Document passage:
A Mass UFO Sighting We Missed

We made what I hoped was a fairly complete list of mass UFO sightings in the US in our book, “Who They Are: And What They’re Up To,” but we missed an important one that most certainly should have been included.

We were introduced to the incident by an episode of the “Unsolved Mysteries” television series on Netflix called, “Something in the Sky.”

The incident is described on Wikipedia, “On March 8, 1994 more than 300 people reported a sighting of multiple UFOs in West Michigan, United States. The UFOs were described as resembling flickering Christmas lights, consisting of five or six objects, cylindrically shaped or circles with blue, red, white and green lights. According to the Chicago Tribune, there were over 300 witnesses in 42 counties of Michigan (including Muskegon, Ottawa, Berrien and Allegan counties).”

The “Something in the Sky” show tells the story of this meteorologist, Jack Bushong, who was on duty at the National Weather Service in Muskegon during the incident.

The program starts with several compelling eye-witness reports and then gives some background on Bushong.

What the hundreds of witnesses saw, and what Bushong tracked on radar, was a group of very bright lights moving over Lake Michigan. Sometimes the lights moved together in formation, sometimes one of them would break off the group a speed away.

Directions:
a: Reproduce the part of the Michigan UFO sighting passage starting with "A Mass UFO Sighting" and going on through "have been included.".
b: Carry on the account of the 1994 Michigan UFO sighting from the point where it stops.

Recorded information:
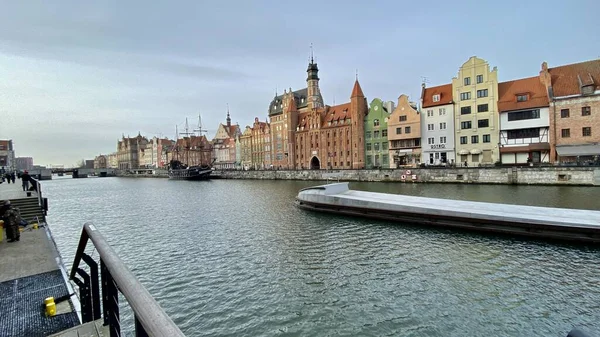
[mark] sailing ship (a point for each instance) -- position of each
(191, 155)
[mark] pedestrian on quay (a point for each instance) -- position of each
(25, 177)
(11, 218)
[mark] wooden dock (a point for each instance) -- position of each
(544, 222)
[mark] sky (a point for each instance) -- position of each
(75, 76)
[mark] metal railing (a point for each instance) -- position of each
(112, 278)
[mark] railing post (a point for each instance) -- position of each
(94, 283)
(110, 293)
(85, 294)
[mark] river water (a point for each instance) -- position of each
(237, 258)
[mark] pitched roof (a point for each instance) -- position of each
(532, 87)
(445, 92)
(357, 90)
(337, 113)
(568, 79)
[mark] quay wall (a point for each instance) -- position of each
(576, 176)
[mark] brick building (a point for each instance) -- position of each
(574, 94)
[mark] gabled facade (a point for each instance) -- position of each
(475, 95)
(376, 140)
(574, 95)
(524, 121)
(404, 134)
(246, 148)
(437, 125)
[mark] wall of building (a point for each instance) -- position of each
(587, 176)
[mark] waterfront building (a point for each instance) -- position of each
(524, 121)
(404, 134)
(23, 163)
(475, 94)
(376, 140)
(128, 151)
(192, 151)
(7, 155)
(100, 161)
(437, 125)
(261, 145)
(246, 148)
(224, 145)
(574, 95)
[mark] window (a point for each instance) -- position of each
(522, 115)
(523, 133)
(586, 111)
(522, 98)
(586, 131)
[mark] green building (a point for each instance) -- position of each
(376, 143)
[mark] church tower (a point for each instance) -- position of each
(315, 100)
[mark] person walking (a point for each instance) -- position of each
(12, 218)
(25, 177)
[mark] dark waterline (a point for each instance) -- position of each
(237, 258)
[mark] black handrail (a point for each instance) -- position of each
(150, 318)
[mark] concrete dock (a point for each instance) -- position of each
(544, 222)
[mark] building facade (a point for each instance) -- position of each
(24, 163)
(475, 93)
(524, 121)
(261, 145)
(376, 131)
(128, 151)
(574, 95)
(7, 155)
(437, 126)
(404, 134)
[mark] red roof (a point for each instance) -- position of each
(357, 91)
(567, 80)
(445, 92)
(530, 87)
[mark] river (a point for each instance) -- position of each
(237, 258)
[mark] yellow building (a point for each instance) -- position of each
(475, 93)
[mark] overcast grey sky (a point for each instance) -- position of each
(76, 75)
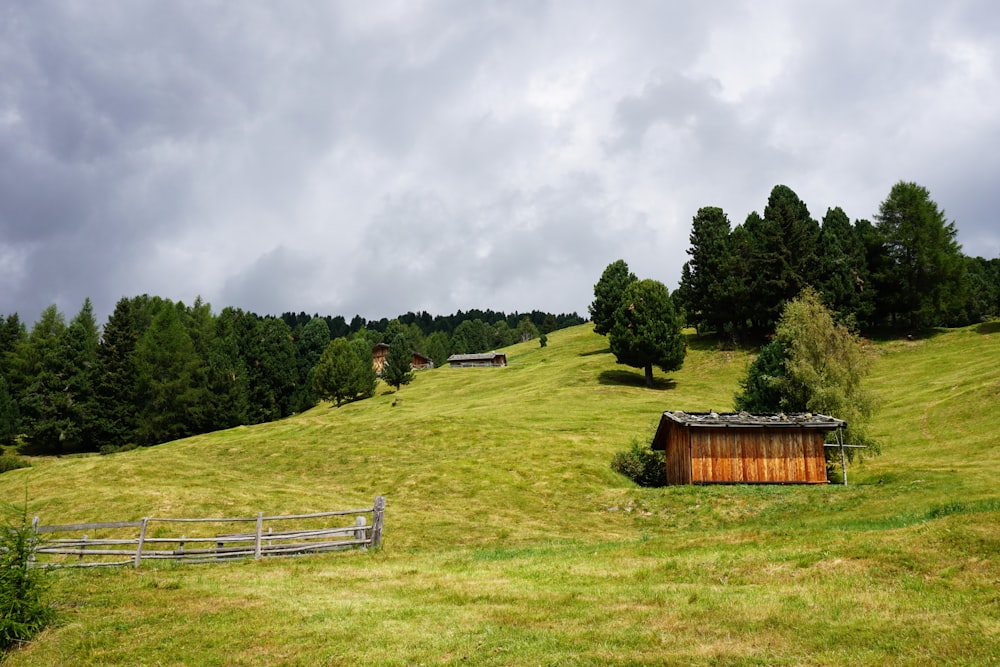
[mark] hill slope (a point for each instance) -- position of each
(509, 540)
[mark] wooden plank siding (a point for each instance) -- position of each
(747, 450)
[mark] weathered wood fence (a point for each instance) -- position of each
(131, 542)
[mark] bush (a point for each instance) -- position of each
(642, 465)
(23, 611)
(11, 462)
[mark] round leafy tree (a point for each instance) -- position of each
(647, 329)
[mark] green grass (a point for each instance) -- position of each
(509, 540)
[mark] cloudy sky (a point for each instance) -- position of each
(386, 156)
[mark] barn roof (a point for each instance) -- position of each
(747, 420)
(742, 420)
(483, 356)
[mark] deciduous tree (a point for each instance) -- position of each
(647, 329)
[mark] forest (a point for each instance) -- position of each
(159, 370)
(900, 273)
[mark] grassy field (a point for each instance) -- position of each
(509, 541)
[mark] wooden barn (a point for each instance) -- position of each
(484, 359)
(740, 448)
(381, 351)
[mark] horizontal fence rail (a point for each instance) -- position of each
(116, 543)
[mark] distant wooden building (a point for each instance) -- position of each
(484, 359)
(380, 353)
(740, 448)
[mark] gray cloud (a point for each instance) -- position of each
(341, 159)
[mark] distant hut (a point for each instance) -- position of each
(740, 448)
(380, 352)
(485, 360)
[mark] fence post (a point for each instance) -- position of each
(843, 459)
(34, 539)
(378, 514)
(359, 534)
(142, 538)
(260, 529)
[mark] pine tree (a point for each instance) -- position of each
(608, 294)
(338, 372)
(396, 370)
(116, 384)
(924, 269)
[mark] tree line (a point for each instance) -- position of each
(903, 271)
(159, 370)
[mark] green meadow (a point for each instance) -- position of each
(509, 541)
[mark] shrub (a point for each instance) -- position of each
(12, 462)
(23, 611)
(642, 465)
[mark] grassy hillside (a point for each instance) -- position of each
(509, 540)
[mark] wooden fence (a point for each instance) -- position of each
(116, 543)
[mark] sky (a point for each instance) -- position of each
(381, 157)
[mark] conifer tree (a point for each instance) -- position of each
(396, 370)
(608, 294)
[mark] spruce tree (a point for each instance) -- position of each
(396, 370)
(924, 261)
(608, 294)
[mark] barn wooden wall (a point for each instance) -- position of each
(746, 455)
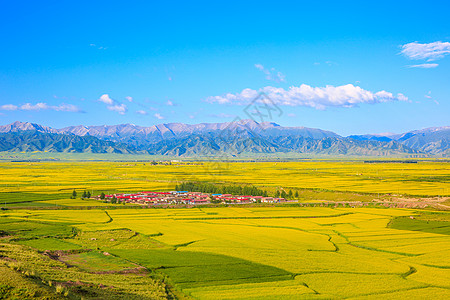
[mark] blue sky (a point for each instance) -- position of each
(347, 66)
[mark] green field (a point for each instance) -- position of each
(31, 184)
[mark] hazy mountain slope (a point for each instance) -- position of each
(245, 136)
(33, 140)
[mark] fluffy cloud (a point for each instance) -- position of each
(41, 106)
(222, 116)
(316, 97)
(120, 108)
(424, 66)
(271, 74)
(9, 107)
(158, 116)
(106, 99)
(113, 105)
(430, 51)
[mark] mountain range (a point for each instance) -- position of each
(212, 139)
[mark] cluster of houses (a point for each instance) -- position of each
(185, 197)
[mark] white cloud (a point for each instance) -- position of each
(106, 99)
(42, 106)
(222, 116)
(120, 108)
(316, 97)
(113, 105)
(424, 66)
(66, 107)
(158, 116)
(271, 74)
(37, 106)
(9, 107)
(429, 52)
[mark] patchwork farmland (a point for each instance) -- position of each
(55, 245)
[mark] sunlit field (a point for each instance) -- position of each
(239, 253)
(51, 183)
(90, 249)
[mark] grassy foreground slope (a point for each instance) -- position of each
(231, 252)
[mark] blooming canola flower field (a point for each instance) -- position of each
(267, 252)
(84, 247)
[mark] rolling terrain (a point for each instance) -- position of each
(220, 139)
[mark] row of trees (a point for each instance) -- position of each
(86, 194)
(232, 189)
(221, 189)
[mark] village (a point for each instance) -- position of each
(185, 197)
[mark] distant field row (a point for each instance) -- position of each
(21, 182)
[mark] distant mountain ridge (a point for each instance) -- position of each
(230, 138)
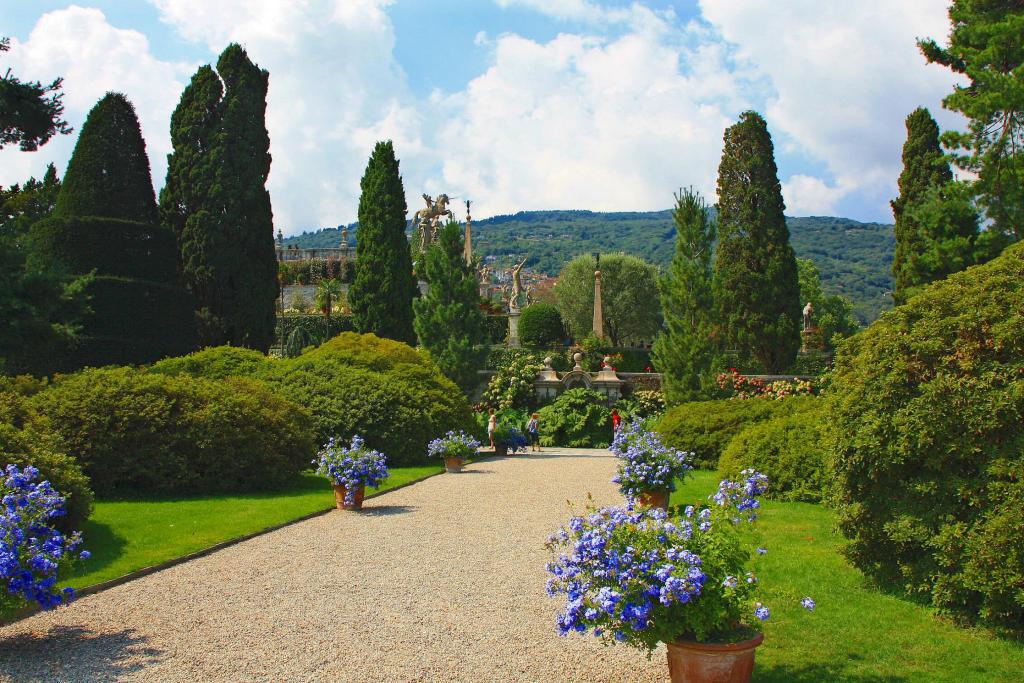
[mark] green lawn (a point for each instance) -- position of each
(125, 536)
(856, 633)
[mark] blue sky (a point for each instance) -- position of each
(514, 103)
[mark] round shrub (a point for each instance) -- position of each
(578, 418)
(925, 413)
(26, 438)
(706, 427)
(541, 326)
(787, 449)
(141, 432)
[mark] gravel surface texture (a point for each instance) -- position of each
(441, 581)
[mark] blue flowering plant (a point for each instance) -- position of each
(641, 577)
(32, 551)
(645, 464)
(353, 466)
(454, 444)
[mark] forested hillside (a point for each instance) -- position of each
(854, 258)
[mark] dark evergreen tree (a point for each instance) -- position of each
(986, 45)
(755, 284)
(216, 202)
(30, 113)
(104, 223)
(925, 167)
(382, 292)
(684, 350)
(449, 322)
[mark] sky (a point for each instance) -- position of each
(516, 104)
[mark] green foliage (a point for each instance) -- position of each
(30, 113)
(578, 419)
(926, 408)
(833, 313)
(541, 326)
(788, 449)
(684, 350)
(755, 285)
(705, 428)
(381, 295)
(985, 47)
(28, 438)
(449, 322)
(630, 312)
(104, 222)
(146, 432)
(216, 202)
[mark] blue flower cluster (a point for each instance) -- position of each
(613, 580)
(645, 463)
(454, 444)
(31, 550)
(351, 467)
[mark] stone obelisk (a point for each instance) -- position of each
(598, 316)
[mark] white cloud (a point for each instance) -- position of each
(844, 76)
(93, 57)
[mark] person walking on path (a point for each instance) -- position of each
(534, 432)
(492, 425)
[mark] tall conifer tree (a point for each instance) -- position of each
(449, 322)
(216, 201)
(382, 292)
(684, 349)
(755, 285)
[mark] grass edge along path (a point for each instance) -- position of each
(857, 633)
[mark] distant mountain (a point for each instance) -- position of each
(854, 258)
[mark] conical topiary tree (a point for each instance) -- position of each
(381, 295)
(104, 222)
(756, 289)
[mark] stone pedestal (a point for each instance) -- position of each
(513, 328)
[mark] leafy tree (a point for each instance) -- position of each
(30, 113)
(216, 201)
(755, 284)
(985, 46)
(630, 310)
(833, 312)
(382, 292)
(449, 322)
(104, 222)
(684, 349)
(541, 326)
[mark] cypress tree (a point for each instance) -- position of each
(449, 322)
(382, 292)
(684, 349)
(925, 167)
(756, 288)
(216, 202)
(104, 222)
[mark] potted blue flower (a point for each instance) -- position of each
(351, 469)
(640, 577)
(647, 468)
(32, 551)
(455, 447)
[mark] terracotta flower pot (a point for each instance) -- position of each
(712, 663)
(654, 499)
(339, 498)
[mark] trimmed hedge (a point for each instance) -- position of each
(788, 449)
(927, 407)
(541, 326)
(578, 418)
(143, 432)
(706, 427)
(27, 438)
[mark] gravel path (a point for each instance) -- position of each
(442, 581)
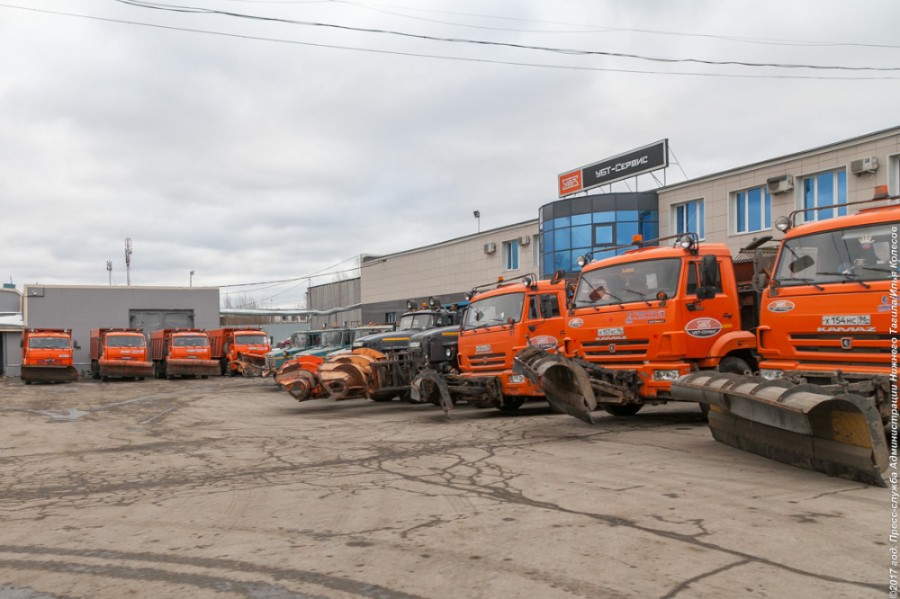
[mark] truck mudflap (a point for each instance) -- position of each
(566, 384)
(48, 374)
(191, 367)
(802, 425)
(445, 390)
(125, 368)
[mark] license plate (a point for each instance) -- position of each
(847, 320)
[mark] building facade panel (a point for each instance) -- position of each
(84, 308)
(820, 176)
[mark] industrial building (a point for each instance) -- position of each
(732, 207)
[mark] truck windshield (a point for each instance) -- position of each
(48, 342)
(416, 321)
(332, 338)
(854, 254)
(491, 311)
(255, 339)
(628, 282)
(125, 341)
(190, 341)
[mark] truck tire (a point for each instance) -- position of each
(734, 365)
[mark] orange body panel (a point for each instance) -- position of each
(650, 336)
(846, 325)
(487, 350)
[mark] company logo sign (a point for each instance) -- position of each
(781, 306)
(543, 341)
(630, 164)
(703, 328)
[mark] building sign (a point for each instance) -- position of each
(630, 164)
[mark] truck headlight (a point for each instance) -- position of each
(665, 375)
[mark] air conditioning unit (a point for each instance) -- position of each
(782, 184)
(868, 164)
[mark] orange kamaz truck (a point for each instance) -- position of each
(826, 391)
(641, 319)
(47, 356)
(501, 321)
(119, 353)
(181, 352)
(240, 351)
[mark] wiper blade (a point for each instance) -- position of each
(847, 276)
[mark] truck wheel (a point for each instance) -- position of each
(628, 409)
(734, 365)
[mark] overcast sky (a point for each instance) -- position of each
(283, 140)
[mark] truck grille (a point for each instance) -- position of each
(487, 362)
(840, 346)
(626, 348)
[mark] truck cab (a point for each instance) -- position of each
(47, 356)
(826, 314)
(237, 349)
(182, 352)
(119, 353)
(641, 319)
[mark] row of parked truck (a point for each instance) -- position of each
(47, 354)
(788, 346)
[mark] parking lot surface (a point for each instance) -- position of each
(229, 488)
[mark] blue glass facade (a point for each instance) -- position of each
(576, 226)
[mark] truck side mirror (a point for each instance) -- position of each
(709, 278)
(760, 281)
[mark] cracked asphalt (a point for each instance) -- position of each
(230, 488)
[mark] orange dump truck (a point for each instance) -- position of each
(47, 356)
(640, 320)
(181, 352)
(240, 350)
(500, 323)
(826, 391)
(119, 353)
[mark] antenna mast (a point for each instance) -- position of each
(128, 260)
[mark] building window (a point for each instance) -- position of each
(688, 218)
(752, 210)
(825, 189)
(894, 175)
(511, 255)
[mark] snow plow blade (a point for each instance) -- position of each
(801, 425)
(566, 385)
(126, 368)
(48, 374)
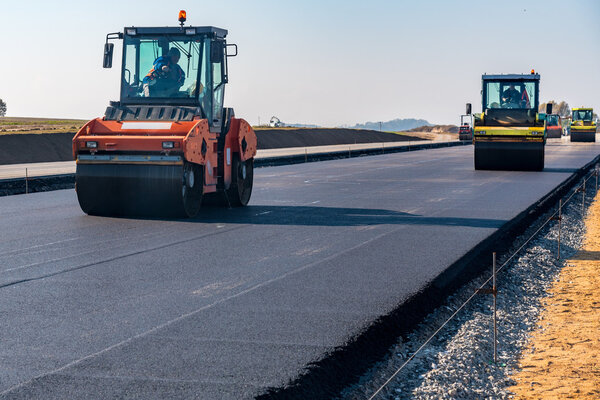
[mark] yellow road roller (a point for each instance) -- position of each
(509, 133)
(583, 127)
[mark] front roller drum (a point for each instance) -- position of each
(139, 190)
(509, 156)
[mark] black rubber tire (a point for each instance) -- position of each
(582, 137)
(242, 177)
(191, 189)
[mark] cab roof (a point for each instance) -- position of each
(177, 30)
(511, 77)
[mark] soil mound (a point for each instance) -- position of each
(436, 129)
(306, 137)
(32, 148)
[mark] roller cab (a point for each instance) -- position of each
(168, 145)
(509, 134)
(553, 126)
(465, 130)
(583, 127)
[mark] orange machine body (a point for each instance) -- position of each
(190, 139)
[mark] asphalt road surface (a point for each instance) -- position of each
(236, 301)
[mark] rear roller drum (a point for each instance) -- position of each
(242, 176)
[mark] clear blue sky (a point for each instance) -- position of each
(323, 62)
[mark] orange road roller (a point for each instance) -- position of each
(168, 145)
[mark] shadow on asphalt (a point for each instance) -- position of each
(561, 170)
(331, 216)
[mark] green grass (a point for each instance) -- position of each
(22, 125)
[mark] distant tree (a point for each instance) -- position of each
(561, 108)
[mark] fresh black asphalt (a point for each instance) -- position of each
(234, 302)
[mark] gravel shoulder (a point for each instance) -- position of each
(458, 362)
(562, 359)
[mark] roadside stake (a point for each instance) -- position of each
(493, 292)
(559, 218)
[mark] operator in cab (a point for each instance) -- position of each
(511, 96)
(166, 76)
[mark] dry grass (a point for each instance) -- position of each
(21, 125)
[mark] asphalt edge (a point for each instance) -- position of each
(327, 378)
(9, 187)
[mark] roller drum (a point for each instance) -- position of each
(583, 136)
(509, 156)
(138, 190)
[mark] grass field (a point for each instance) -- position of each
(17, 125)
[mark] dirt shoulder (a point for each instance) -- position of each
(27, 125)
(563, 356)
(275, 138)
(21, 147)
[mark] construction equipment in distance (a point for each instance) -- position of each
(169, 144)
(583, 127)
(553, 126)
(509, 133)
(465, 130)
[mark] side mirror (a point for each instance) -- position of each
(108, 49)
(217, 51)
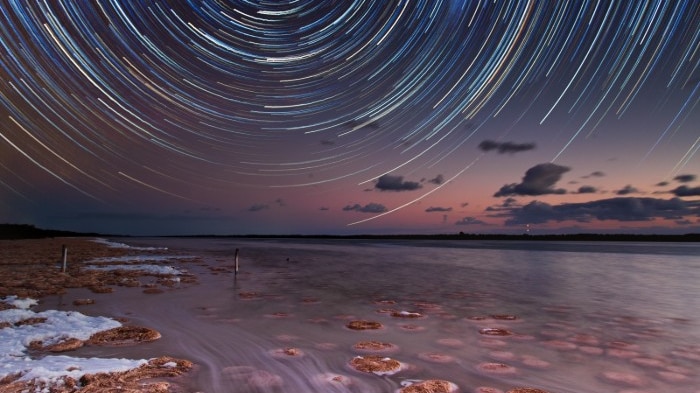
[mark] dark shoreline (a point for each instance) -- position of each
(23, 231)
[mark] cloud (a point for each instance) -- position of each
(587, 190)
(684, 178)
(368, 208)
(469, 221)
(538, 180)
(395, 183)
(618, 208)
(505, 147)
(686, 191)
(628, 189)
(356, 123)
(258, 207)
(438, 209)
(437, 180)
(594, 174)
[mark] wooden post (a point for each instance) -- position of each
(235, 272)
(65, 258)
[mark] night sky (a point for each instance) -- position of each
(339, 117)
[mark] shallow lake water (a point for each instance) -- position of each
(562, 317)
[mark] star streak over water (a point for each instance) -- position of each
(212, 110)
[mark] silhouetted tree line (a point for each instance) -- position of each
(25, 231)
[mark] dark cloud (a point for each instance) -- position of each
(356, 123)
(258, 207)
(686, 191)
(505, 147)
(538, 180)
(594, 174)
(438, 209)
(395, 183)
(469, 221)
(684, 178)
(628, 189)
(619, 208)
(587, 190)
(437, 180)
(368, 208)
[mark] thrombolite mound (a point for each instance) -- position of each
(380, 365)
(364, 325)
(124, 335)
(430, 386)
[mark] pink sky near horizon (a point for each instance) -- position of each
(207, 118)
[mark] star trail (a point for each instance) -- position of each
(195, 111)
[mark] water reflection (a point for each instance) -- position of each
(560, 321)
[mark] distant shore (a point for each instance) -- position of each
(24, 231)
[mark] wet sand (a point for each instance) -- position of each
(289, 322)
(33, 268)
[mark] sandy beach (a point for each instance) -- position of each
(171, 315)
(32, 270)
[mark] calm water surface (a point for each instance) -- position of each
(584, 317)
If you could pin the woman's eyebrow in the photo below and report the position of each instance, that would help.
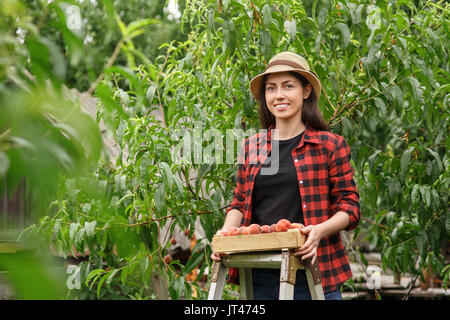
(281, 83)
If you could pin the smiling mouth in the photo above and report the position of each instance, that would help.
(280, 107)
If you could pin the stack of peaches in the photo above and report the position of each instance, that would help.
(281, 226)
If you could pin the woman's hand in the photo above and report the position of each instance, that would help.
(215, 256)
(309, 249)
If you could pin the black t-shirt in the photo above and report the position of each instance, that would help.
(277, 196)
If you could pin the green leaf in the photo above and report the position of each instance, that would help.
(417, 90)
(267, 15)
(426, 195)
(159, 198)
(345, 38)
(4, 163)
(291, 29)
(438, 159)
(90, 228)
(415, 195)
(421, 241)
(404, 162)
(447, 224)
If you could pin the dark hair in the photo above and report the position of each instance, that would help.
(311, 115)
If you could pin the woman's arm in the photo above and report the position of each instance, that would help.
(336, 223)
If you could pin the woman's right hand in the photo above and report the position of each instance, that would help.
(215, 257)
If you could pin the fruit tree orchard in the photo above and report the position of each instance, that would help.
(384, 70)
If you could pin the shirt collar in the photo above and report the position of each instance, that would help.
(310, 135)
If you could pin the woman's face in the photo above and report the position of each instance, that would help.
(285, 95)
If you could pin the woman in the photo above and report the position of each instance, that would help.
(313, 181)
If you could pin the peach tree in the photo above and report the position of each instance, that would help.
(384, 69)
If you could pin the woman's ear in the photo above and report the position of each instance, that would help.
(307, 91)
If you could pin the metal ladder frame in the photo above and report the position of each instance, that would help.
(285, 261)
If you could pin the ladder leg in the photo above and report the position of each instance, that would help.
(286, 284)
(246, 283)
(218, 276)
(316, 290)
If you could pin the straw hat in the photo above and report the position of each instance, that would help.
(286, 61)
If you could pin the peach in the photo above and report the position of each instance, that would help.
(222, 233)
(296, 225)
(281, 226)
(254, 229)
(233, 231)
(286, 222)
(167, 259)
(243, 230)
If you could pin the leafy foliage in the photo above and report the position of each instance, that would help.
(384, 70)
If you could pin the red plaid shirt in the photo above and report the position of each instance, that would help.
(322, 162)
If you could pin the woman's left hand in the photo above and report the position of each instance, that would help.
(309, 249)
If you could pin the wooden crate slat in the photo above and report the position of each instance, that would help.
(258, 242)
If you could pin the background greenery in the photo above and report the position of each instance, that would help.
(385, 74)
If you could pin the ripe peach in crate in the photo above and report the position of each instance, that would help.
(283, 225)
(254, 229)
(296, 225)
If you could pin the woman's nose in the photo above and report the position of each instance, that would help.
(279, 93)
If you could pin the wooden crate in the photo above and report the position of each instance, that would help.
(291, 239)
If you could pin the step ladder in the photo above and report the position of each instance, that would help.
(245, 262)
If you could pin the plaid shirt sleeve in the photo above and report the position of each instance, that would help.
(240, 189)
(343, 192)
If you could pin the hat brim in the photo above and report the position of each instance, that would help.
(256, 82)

Results for each task:
a:
A Mass UFO Sighting We Missed

We made what I hoped was a fairly complete list of mass UFO sightings in the US in our book, “Who They Are: And What They’re Up To,” but we missed an important one that most certainly should have been included.

b:
One witness on the show described four incredibly bright lights moving over the lake near her home. One of them broke away and sped away at incredible speed. The remaining three moved slowly back and forth for over a half hour. The lights were so bright, nothing could be seen behind them.

Another witness saw a single large light break into five separate smaller lights that all shot off in different directions.

Others saw separate lights join into one larger light or link up with another group of lights.

All the close witnesses describe the UAPs or UFOs as completely silent.

“The sightings were reported to 9-1-1 and were observed by police and a meteorologist at the National Weather Service radar at Muskegon County Airport. Muskegon is a town in west Michigan along the east shore of Lake Michigan,” said Wikipedia.

The meteorologist mentioned in the report was Bushong.

A Mutual UFO Network investigation “ruled out most earthly explanations.” To MUFON the event remains unexplained.

On the evening of the incident, Bushong was contacted by the Ottawa County 9-1-1 Dispatch asking Bushong to do a radar track in the area that had received about 60 UFO phone reports.

The “strange lights” were being seen in the southern Ottawa County area near the north Allegan County border near the town of Holland City.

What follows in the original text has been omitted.